(Recorded data)
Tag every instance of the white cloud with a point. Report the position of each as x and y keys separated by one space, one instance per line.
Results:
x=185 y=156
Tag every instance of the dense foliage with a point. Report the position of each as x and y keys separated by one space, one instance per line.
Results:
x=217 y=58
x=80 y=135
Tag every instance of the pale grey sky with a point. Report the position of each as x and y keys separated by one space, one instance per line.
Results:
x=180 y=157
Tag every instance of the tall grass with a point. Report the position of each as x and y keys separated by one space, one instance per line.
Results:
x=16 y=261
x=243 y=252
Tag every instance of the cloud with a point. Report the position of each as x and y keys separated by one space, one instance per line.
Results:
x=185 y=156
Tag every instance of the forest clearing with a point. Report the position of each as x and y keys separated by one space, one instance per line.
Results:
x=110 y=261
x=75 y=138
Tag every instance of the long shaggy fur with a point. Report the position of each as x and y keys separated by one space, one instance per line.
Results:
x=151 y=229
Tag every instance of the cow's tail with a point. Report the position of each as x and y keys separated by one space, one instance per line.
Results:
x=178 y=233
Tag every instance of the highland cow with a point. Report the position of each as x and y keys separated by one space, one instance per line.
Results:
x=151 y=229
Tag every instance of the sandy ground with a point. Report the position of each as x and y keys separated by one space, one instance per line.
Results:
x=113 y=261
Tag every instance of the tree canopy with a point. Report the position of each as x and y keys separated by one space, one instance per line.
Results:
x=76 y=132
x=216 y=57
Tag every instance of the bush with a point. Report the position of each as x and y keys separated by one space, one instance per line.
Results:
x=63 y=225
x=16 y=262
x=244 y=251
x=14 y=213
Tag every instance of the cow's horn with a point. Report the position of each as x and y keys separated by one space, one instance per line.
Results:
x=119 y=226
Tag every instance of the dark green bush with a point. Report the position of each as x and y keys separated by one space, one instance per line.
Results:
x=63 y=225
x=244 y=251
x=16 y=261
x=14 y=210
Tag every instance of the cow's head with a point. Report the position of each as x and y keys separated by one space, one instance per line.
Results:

Your instructions:
Recast all of the data above as a numbered list with one line per entry, leaving out any blank lines.

Written response:
1. Tag every instance of the white cloud with a point. Report the position of each as x and y keys separated by one space, one instance per line.
2. Results:
3. x=185 y=156
4. Tag every instance of the dense foliage with a point. Report the position of each as x and y keys separated by one space, one instance per line.
5. Results:
6. x=217 y=58
7. x=80 y=135
8. Tag every instance of the pale grey sky with a point. Report the position of each as x and y keys separated by one space, one instance per line.
9. Results:
10. x=180 y=157
11. Tag every instance of the tall grass with a point. Report the position of each as x and y keys separated by one space, one instance per line.
12. Results:
13. x=16 y=261
14. x=243 y=252
15. Tag every instance of the cloud with a point. Report the position of each as x and y keys separated by one space, one instance per line.
16. Results:
17. x=185 y=156
18. Tag every instance of the forest clearing with a point. Report the position of each as x and y keys separated by one space, one instance per line.
19. Results:
20. x=110 y=261
21. x=75 y=138
22. Tag every instance of the long shaggy fur with a point. Report the position of each as x and y keys separated by one space, one instance per line.
23. Results:
24. x=151 y=229
25. Tag every instance of the cow's tail with a point. Report the position of each as x and y keys separated by one space, one instance per line.
26. Results:
27. x=178 y=233
28. Tag every instance of the highland cow with a point. Report the position of each as x and y keys separated by one space, one instance per line.
29. Results:
30. x=151 y=229
31. Tag every instance of the sandy ground with a point. Report the position of each as x and y keys separated by one space, one instance per line.
32. Results:
33. x=113 y=261
34. Tag every instance of the tree canopy with a point. Report the position of each as x and y keys separated by one space, one instance per line.
35. Results:
36. x=76 y=132
37. x=216 y=57
38. Tag every instance of the bush with a point. Report the position of each as x and y keys separated by one space, one instance per line.
39. Results:
40. x=63 y=225
41. x=16 y=262
42. x=244 y=251
43. x=14 y=213
44. Tag every instance of the cow's horn with a point. Report the position of each as x and y keys separated by one space, one instance per line.
45. Results:
46. x=119 y=226
47. Tag every instance of the dark green bush with a point. Report the position of each as x and y keys separated by one space, one instance per line.
48. Results:
49. x=63 y=225
50. x=244 y=251
51. x=16 y=261
52. x=14 y=210
53. Tag every instance of the cow's head with a point. Report the position of each as x and y keys separated by one space, one instance per line.
54. Results:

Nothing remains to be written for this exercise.